■ QUOTED TEXT:
# best audio format for playing music on mobile



## sidcool (Jul 2, 2006)

hey guys i have a nokia 7610,can u tell me the best format(mp3,aac???)for playing music in it.


----------



## go_gamez (Jul 2, 2006)

i too have a nokia 6270 ...i only use mp3..but what is the suitable bitrate to get best sound quality,good volume as well as small files..like 1 or 2 mb each (instead of 4-5 mb )


----------



## go_gamez (Jul 3, 2006)

ok but i got only 128 mb card complimentary ..the 1 gb or 512 mb mini sd is quiet expensive..so it will take time for me to buy it ..


----------



## teknoPhobia (Jul 3, 2006)

AAC gives better quality for a lower size


----------



## sidcool (Jul 4, 2006)

i have used the realmedia format(rm8) at 56kbps and it gives sound quality as good as 64kbps mp3.


----------



## sarvanan (Jul 5, 2006)

Hello to all, 

I am new member in this group..... can you please tell some good software where i can compress 5mb (mp3song) to 1mb .... I have Nokia 3230 phone and have 512 mb card.

■ INSTRUCTIONS FOR THE TASK:
Resume the forum thread above about the best audio format for playing music on a phone, starting after the last post shown.

■ ENTRIES PROVIDED:
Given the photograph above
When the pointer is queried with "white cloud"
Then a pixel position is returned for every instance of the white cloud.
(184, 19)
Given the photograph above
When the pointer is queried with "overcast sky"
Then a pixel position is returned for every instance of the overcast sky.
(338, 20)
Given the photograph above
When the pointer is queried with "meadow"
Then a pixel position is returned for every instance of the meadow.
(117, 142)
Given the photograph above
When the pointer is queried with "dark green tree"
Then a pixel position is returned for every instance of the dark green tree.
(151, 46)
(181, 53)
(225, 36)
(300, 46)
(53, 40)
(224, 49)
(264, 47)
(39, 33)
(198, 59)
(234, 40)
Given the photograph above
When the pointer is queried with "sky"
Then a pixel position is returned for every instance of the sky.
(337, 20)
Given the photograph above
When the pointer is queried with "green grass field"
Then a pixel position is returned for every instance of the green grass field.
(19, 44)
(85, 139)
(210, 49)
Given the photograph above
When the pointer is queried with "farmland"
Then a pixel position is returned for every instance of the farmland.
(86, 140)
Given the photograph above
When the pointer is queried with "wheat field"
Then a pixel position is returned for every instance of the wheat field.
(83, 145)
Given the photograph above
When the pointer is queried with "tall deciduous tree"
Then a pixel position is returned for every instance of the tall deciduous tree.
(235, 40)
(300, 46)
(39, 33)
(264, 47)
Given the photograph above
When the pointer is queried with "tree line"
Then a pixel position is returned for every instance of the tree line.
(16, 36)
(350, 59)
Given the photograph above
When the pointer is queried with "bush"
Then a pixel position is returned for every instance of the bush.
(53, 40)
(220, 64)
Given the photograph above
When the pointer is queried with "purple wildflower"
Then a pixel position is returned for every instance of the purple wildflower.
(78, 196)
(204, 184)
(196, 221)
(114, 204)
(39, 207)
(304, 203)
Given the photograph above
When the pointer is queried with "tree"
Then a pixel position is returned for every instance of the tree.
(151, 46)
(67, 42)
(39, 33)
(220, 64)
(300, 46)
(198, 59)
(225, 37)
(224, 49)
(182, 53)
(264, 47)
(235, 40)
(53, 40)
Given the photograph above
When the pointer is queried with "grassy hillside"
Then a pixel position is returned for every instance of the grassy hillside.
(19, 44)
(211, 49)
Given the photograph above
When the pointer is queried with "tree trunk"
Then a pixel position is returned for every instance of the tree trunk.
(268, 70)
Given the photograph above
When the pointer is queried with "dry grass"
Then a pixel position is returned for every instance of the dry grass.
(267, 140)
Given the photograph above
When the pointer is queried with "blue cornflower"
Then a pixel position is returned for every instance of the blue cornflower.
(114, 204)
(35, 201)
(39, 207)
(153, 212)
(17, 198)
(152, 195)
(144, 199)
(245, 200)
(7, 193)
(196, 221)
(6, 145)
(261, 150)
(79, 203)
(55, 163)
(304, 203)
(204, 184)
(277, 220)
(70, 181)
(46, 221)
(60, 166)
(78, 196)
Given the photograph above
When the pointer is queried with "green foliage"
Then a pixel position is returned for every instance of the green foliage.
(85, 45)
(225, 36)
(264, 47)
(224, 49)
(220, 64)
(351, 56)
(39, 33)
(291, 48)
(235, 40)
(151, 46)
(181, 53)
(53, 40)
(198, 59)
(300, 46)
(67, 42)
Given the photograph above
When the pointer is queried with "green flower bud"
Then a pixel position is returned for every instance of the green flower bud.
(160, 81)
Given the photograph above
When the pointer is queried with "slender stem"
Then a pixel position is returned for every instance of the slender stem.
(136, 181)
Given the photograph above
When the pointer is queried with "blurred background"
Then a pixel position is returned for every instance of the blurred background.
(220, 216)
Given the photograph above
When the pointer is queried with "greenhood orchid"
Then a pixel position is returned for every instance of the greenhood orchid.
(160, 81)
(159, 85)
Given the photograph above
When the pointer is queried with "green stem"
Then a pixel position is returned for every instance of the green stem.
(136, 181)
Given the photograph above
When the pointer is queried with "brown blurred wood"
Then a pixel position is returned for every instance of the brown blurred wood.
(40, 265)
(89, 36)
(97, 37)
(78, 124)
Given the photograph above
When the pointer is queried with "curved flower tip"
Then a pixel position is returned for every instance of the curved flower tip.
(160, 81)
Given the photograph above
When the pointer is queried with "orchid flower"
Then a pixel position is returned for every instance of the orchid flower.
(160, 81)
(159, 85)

==

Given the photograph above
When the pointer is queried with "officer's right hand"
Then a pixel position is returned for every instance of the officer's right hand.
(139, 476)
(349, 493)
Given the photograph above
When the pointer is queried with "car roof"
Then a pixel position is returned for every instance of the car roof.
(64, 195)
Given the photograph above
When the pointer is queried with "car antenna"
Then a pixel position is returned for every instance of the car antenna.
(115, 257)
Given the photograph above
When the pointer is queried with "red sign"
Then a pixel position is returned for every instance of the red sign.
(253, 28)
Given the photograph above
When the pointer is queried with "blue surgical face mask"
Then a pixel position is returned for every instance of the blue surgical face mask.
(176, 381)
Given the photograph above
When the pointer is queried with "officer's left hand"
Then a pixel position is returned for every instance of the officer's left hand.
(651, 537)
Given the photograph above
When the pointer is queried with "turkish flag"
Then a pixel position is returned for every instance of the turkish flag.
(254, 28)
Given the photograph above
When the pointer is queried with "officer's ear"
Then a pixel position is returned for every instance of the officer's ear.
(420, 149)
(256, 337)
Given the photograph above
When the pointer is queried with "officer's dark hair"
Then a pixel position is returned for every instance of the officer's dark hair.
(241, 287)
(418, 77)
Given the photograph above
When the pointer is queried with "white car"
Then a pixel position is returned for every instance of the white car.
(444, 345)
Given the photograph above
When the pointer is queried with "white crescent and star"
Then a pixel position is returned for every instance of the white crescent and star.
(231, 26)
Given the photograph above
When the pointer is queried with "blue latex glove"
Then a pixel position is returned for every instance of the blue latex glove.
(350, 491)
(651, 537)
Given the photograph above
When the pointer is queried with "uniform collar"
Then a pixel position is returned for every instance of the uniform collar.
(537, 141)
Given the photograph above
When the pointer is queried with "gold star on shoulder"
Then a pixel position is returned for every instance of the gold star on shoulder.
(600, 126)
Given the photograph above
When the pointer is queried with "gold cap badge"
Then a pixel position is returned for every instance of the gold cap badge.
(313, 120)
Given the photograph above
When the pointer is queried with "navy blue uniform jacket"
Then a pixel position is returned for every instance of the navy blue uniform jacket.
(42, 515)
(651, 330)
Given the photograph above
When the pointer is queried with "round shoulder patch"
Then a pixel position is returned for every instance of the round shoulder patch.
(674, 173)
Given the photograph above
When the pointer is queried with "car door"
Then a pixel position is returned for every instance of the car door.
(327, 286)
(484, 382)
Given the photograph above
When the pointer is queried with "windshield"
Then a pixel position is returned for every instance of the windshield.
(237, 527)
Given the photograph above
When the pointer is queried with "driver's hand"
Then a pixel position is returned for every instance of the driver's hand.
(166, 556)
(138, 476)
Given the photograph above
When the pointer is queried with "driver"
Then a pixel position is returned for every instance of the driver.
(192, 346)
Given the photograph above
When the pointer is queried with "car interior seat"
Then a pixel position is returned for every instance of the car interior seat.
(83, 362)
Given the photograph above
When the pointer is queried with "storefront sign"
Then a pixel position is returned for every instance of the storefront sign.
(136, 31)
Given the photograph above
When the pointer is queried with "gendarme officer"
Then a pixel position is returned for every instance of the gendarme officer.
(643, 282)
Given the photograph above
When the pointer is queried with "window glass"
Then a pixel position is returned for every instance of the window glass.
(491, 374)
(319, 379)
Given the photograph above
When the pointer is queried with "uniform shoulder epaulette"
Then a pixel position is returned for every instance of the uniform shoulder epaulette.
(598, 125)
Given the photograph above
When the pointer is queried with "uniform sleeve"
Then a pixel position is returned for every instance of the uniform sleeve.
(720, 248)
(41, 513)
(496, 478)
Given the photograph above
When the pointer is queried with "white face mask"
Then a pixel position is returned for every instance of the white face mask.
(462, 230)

---

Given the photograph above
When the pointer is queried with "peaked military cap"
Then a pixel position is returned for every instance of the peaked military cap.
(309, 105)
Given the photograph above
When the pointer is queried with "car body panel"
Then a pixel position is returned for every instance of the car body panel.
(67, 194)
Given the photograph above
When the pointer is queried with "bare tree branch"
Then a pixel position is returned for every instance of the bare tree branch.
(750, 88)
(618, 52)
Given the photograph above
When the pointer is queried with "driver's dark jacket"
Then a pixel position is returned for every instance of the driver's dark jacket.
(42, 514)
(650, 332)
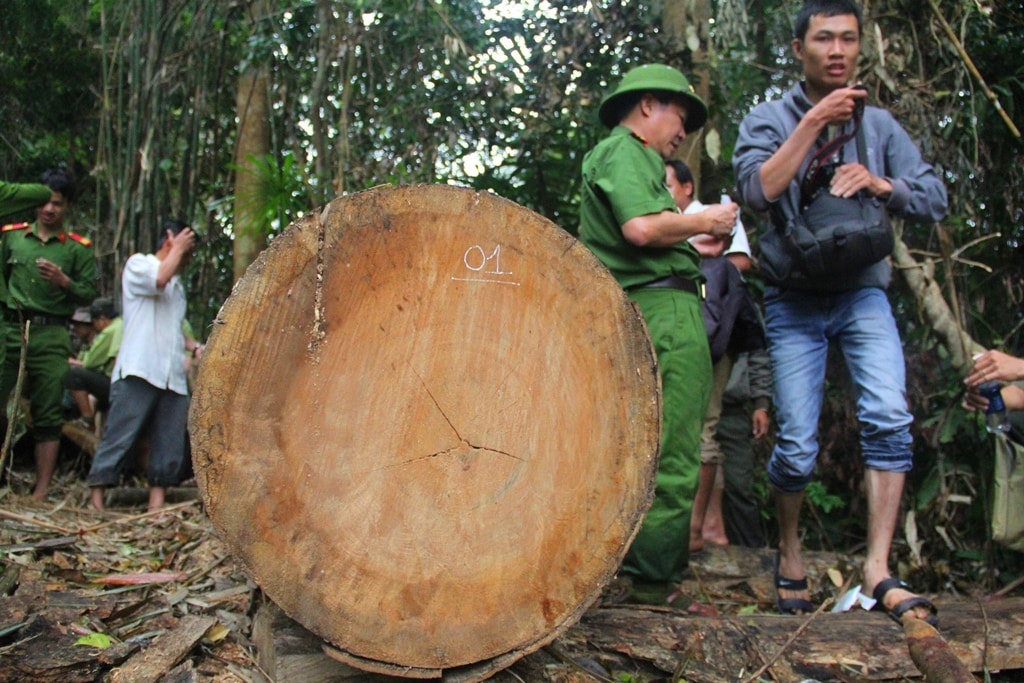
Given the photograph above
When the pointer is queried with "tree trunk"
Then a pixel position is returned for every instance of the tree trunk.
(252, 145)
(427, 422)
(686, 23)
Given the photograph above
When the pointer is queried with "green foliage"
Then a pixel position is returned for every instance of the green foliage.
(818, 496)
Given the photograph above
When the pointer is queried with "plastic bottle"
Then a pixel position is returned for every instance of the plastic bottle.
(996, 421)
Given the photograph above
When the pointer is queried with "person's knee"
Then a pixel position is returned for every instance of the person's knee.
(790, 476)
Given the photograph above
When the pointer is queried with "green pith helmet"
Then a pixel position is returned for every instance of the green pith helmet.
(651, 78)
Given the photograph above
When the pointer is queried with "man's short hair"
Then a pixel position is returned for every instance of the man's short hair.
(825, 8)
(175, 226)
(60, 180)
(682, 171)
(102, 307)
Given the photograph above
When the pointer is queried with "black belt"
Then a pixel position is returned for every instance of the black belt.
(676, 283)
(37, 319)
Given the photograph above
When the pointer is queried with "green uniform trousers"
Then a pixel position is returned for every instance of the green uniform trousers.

■ RESULT OF THIS TASK:
Thanks 

saran

Hello to all, 

I am new member in this group..... can you please tell some good software where i can compress 5mb (mp3song) to 1mb .... I have Nokia 3230 phone and have 512 mb card. You can mail me the link to saran_pillai@hotmail.com

Thanks 

saran


----------



## sidcool (Jul 6, 2006)

Re: saran
  u can use nero 6 to compress mp3 by lowering the bitrate to 48 or 64kbps(nero burning rom->extras-->encode files) or u can use xilisoft audio encoder www.xilisoft.com


----------



## go_gamez (Jul 6, 2006)

you  can u se mp3 workshop...where u can decrease the bitrate..as well as increase the volume....but 1mb mp3 files sound quality is not that good..atleast if u r a music lover...


----------



## Pathik (Jul 6, 2006)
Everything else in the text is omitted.